> _Text shown_
Content starts
I have been noticing that otherwise quite conscious anti-racist allies may not really see these white hippies flirting with cultural appropriation and exoticisation as a serious threat, but rather as a harmless nuisance. But the problem is real. For example, in my own (and my close circle’s) experience, the cultural and aesthetic appropriation of white hippies has contributed to the fact that in some situations I find myself questioning whether I dare or want to wear my own cultural clothes or accessories, because I am distressed that people, out of ignorance about Sámi, think I am in fact a white hippie. This has sometimes led to the decision to abandon my own clothes and wear completely Western clothes. The phenomenon of cultural appropriation thus has the concrete effect of fading out the original culture and allowing its aesthetics to be linked to the appropriators in collective social images.

Otherwise quite conscious anti-racist allies may not really see these white hippies flirting with cultural appropriation and exoticisation as a serious threat.

In the context of the festival, and other public and shared spaces, it’s a tricky issue, because at the same time I truly see the importance of being open to outsiders and building networks of solidarity, alliance and love; but sometimes I also wish for closed, Indigenous-only programmes and spaces.

 

2. The sacredness of the shared

 

[Lávvu, reindeer, and seal skins are spread out on the floor and on wooden benches (traces of light through water and land in fur). It rains a little outside, drops run down the outer walls of the lávvu, the wind rustles the walls. There’s a fire in the middle. The succulent smell of smoke and tallow relaxes the body. It is warm, small tears bubble in my chest.]

 

This year’s festival is also special because the festival has put together a working group to plan and perform the first drag performance in Sápmi, as far as we know. I say ‘as far as we know’ because I believe this is not really the first time ever that drag in its many forms and dimensions has been performed here. The activity in question was probably not called ‘drag’ at the time, but something like it has certainly happened many times.
Content ends
> _Task list_
(1) For each statement below, say whether the text above on the Sámi festival agrees with it. Answer yes or no, and quote the words of the text that decide it.
(a) The writer has sometimes chosen to wear completely Western clothes instead of their own.
(b) The writer states that this year's drag performance is certainly the first time drag has ever been performed in Sápmi.
(c) It is snowing outside the lávvu.
(2) According to the text on the Sámi festival, what has the festival put together this year?
(3) Write a continuation of the text above on the Sámi festival, picking up after its final sentence.

> _Information provided_
Content starts
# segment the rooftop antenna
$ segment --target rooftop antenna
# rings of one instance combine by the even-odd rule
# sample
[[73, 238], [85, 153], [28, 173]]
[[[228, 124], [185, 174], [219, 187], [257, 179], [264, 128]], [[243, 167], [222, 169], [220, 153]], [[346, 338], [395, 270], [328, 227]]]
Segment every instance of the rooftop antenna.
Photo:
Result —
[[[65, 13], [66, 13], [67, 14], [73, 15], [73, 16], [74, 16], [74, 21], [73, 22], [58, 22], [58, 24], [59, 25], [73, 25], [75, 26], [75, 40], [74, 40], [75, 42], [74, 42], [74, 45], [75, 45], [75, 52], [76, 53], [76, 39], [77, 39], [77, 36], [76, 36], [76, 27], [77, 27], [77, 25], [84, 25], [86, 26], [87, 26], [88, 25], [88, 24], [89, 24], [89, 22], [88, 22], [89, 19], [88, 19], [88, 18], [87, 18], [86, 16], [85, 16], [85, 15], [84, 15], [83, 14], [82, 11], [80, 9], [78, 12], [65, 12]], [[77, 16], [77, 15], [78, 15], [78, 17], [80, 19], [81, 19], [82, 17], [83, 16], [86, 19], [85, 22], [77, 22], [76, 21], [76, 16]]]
Content ends
> _Answers for the tasks_
(1)
(a) Yes: "This has sometimes led to the decision to abandon my own clothes and wear completely Western clothes."
(b) No: "I believe this is not really the first time ever that drag in its many forms and dimensions has been performed here."
(c) No: "It rains a little outside"

(2) A working group to plan and perform the first drag performance in Sápmi, as far as they know.

(3)
Indigenous Drag Excellence XXL, Aunty Tamara. Photo: Riddu Riđđu Festivála / Ørjan Marakatt Bertelsen

The drag working group Indigenous Drag Excellence XXL is made up of Indigenous performers from around the world. The group includes performers Ritni Ráste Pieski who is Northern Sámi, Aunty Tamara who is Maori, Adrienne Huard and Feather Talia who are Anishinaabe, and the group’s coordinator Sage Broomfield who is Nêhiyaw. The group gathers on Thursday morning to share about their work in a Meet the Drag Group panel discussion.

The group first met in June 2024 in Treaty 1 territory[3] in Winnipeg, Canada, to work together. Aunty Tamara explains how Winnipeg has the highest population of Indigenous people in North America and most of the drag scene is Indigenous. Ritni Ráste Pieski goes on to say how the Treaty 1 drag scene was a “big, welcoming community”. This touches me. It seems incredible to think that somewhere the majority of the drag community is Indigenous, when in the Finnish drag scene Pieski is, as far as I know, the only Sámi person doing drag.

It seems incredible to think that somewhere the majority of the drag community is Indigenous.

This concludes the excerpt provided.